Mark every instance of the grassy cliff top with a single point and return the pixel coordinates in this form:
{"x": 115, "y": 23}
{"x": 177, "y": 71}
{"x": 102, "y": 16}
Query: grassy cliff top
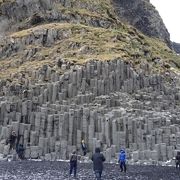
{"x": 82, "y": 42}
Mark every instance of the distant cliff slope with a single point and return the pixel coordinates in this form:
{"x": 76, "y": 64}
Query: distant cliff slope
{"x": 176, "y": 47}
{"x": 142, "y": 15}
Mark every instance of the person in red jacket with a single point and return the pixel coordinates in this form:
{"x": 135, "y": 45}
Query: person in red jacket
{"x": 178, "y": 159}
{"x": 98, "y": 160}
{"x": 73, "y": 163}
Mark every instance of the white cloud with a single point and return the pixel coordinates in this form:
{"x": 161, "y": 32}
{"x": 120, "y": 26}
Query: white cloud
{"x": 169, "y": 11}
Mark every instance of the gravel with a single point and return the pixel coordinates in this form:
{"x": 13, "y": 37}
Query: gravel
{"x": 47, "y": 170}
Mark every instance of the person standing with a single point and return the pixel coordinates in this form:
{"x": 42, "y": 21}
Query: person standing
{"x": 73, "y": 163}
{"x": 84, "y": 147}
{"x": 98, "y": 160}
{"x": 122, "y": 160}
{"x": 178, "y": 159}
{"x": 12, "y": 140}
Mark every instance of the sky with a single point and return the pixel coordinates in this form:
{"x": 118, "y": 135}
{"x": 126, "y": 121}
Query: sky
{"x": 169, "y": 10}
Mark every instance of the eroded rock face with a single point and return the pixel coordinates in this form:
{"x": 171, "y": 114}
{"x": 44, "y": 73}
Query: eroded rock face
{"x": 143, "y": 15}
{"x": 176, "y": 47}
{"x": 107, "y": 104}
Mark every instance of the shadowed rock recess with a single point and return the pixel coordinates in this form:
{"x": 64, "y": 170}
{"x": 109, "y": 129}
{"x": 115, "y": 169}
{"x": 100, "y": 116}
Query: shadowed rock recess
{"x": 70, "y": 70}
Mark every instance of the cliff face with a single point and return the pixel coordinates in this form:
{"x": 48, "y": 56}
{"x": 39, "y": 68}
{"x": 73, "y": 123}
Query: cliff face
{"x": 142, "y": 15}
{"x": 176, "y": 47}
{"x": 71, "y": 70}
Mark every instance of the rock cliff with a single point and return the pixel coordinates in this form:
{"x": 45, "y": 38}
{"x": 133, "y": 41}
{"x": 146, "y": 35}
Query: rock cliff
{"x": 72, "y": 70}
{"x": 176, "y": 47}
{"x": 143, "y": 15}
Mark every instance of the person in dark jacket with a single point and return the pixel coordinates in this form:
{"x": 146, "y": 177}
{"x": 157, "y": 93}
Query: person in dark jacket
{"x": 122, "y": 160}
{"x": 178, "y": 159}
{"x": 84, "y": 147}
{"x": 98, "y": 160}
{"x": 73, "y": 163}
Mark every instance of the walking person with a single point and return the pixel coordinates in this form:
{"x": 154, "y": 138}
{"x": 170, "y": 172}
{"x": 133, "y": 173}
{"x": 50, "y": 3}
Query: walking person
{"x": 12, "y": 140}
{"x": 84, "y": 147}
{"x": 98, "y": 160}
{"x": 122, "y": 160}
{"x": 73, "y": 163}
{"x": 178, "y": 159}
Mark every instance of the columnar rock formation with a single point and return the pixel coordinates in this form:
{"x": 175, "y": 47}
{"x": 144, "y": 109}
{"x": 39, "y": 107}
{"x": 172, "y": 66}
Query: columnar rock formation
{"x": 106, "y": 103}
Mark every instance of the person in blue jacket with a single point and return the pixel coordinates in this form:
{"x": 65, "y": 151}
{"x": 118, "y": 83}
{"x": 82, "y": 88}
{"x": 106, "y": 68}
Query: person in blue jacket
{"x": 122, "y": 160}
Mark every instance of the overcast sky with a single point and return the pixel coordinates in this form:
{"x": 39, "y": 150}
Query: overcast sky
{"x": 170, "y": 13}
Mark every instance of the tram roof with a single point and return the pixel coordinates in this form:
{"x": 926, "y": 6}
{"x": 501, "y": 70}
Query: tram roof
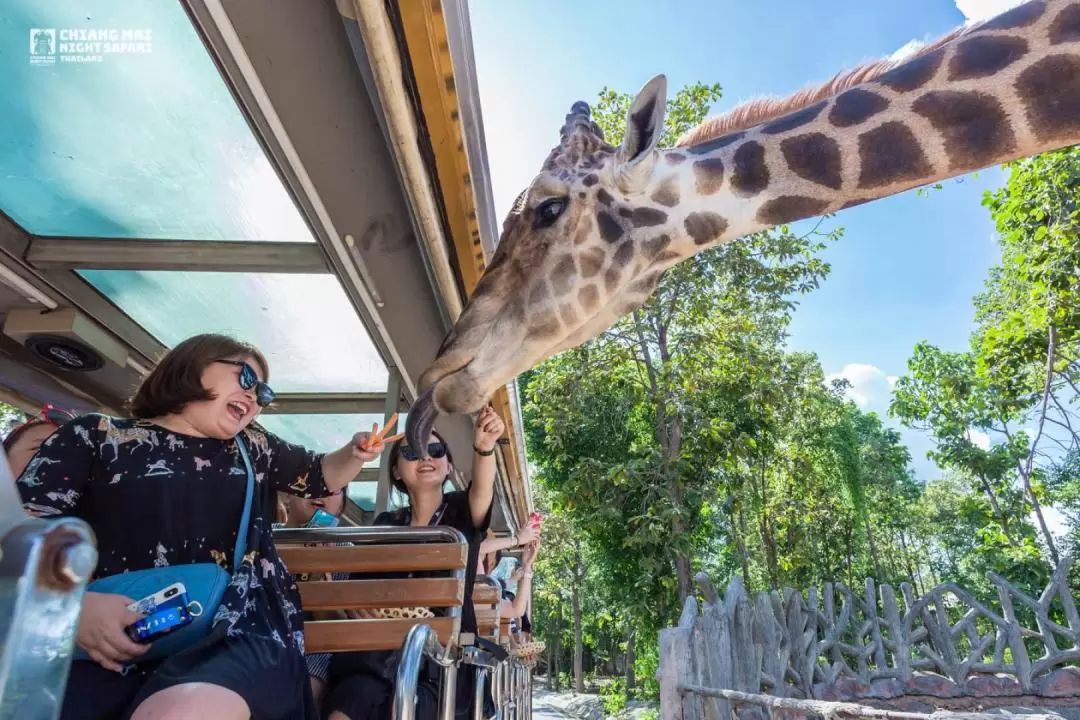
{"x": 308, "y": 176}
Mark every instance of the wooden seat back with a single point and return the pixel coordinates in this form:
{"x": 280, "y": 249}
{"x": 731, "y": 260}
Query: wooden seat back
{"x": 377, "y": 551}
{"x": 487, "y": 594}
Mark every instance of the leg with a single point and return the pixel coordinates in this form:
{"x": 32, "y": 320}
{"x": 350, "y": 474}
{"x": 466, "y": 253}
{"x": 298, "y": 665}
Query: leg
{"x": 192, "y": 701}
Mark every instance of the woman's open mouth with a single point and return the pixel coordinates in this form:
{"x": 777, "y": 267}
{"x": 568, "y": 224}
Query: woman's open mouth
{"x": 237, "y": 410}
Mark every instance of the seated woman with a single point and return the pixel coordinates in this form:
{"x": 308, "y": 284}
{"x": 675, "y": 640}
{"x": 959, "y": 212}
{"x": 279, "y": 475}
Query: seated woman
{"x": 362, "y": 683}
{"x": 167, "y": 488}
{"x": 23, "y": 442}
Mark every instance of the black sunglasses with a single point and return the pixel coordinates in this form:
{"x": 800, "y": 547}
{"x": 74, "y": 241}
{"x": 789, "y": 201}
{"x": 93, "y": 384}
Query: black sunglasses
{"x": 435, "y": 450}
{"x": 251, "y": 381}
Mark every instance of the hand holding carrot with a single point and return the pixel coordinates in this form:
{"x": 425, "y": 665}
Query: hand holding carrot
{"x": 368, "y": 446}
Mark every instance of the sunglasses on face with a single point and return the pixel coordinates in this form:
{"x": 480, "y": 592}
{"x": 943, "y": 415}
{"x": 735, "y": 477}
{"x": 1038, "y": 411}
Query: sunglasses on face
{"x": 251, "y": 381}
{"x": 435, "y": 450}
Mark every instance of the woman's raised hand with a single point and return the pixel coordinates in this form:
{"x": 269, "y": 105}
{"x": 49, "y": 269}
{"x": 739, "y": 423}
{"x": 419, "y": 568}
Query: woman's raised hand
{"x": 368, "y": 446}
{"x": 489, "y": 429}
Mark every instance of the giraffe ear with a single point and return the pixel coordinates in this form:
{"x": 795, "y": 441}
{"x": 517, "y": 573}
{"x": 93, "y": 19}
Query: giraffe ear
{"x": 645, "y": 121}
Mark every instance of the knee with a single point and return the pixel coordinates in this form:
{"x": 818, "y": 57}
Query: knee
{"x": 196, "y": 701}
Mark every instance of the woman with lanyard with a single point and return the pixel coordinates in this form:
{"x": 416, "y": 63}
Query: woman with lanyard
{"x": 362, "y": 683}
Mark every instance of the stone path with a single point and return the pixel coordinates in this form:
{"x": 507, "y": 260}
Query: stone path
{"x": 543, "y": 708}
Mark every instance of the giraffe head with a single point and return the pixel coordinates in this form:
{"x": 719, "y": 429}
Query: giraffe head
{"x": 590, "y": 239}
{"x": 581, "y": 247}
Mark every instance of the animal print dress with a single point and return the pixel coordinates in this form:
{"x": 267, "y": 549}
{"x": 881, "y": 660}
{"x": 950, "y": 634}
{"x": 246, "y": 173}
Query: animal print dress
{"x": 156, "y": 498}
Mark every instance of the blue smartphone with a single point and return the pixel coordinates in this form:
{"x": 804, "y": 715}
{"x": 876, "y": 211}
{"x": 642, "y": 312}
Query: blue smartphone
{"x": 323, "y": 519}
{"x": 160, "y": 623}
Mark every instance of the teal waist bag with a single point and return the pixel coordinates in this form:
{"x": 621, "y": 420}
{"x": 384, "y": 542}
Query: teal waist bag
{"x": 205, "y": 583}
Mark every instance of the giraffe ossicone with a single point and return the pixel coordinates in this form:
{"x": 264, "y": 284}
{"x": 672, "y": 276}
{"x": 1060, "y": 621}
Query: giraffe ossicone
{"x": 589, "y": 240}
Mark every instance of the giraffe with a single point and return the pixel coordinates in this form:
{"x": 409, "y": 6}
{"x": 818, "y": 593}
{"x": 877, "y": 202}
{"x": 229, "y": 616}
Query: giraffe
{"x": 588, "y": 242}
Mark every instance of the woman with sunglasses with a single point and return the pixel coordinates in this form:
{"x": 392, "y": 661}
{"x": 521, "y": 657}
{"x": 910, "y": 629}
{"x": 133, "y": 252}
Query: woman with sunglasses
{"x": 362, "y": 683}
{"x": 23, "y": 442}
{"x": 166, "y": 488}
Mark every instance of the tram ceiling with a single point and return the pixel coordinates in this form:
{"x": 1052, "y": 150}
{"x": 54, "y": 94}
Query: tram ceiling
{"x": 304, "y": 229}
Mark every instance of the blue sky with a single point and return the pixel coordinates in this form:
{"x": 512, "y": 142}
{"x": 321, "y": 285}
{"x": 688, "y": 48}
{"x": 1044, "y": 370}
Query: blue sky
{"x": 907, "y": 266}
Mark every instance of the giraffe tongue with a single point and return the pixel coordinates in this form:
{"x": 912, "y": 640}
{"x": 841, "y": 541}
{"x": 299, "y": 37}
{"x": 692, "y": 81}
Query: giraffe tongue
{"x": 421, "y": 419}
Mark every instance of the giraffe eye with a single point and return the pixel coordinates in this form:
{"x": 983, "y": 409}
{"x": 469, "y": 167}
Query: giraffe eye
{"x": 548, "y": 212}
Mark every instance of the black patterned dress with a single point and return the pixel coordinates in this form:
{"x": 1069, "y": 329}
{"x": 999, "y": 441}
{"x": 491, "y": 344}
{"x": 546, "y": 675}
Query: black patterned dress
{"x": 157, "y": 498}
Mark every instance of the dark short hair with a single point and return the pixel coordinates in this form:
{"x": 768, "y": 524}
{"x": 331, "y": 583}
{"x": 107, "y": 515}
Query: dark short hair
{"x": 397, "y": 484}
{"x": 177, "y": 378}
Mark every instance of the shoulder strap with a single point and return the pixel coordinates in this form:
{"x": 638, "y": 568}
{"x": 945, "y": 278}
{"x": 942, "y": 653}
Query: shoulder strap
{"x": 245, "y": 517}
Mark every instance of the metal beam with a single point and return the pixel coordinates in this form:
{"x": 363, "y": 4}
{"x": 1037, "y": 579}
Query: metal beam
{"x": 185, "y": 255}
{"x": 327, "y": 404}
{"x": 84, "y": 296}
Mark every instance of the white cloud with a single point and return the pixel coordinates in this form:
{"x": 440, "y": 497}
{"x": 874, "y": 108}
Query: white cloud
{"x": 906, "y": 51}
{"x": 871, "y": 388}
{"x": 975, "y": 11}
{"x": 980, "y": 438}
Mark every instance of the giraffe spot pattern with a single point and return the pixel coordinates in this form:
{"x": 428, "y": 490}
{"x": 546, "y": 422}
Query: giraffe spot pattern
{"x": 647, "y": 217}
{"x": 914, "y": 73}
{"x": 543, "y": 325}
{"x": 539, "y": 293}
{"x": 709, "y": 175}
{"x": 656, "y": 245}
{"x": 790, "y": 208}
{"x": 568, "y": 314}
{"x": 1066, "y": 26}
{"x": 591, "y": 261}
{"x": 855, "y": 106}
{"x": 1016, "y": 17}
{"x": 973, "y": 125}
{"x": 716, "y": 144}
{"x": 562, "y": 276}
{"x": 666, "y": 194}
{"x": 647, "y": 284}
{"x": 611, "y": 281}
{"x": 589, "y": 297}
{"x": 750, "y": 175}
{"x": 610, "y": 230}
{"x": 1051, "y": 93}
{"x": 985, "y": 55}
{"x": 793, "y": 120}
{"x": 890, "y": 153}
{"x": 704, "y": 227}
{"x": 622, "y": 256}
{"x": 813, "y": 157}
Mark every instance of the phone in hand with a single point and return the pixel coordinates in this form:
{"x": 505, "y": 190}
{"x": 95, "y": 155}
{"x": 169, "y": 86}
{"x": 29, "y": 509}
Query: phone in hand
{"x": 323, "y": 519}
{"x": 160, "y": 623}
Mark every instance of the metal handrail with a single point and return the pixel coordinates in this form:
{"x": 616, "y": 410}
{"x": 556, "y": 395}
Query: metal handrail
{"x": 44, "y": 566}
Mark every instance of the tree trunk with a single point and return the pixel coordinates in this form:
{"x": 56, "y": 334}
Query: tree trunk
{"x": 997, "y": 508}
{"x": 579, "y": 677}
{"x": 874, "y": 555}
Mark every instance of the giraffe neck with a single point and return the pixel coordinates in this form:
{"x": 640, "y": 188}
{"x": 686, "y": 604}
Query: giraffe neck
{"x": 1007, "y": 90}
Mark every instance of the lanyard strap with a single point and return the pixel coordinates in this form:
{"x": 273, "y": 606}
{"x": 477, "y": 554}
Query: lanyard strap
{"x": 434, "y": 518}
{"x": 245, "y": 517}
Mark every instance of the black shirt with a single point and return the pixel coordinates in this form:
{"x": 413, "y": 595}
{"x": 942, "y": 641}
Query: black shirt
{"x": 457, "y": 515}
{"x": 156, "y": 498}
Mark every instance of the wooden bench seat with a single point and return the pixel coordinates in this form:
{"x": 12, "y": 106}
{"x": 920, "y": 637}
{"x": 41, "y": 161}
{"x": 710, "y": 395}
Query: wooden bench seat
{"x": 376, "y": 551}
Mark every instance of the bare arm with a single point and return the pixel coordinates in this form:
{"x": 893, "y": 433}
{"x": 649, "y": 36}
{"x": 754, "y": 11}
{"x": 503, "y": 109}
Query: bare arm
{"x": 489, "y": 428}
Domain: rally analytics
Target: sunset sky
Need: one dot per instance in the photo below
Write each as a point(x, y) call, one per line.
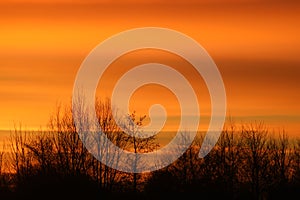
point(255, 45)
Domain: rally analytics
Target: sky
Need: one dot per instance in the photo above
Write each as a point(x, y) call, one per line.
point(255, 45)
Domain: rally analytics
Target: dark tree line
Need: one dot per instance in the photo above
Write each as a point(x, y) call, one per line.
point(248, 162)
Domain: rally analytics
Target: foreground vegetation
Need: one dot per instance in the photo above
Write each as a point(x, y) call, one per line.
point(248, 162)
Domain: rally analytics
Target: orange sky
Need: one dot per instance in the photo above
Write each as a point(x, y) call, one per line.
point(255, 46)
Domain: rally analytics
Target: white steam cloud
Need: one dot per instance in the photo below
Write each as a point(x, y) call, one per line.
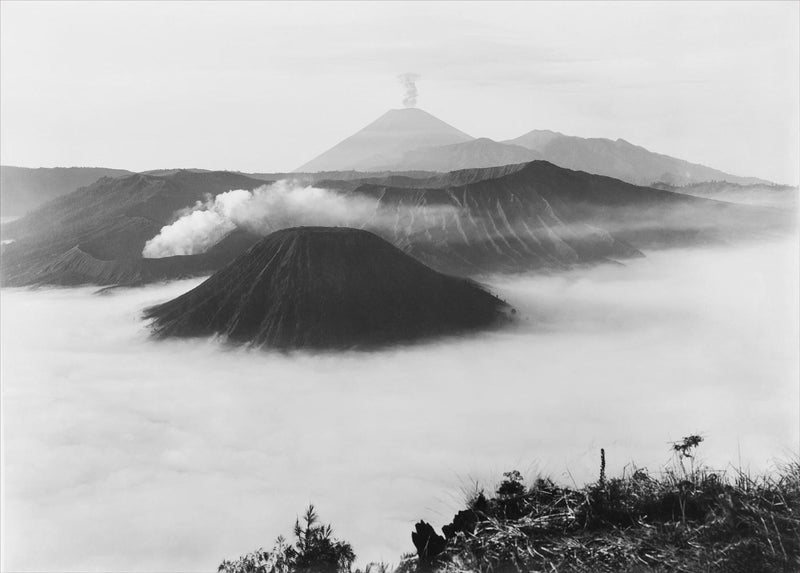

____

_PROBLEM STATEMENT_: Please give the number of lines in the data above where the word "Target" appears, and nothing besides.

_OUTPUT OF THE EXERCISE_: 6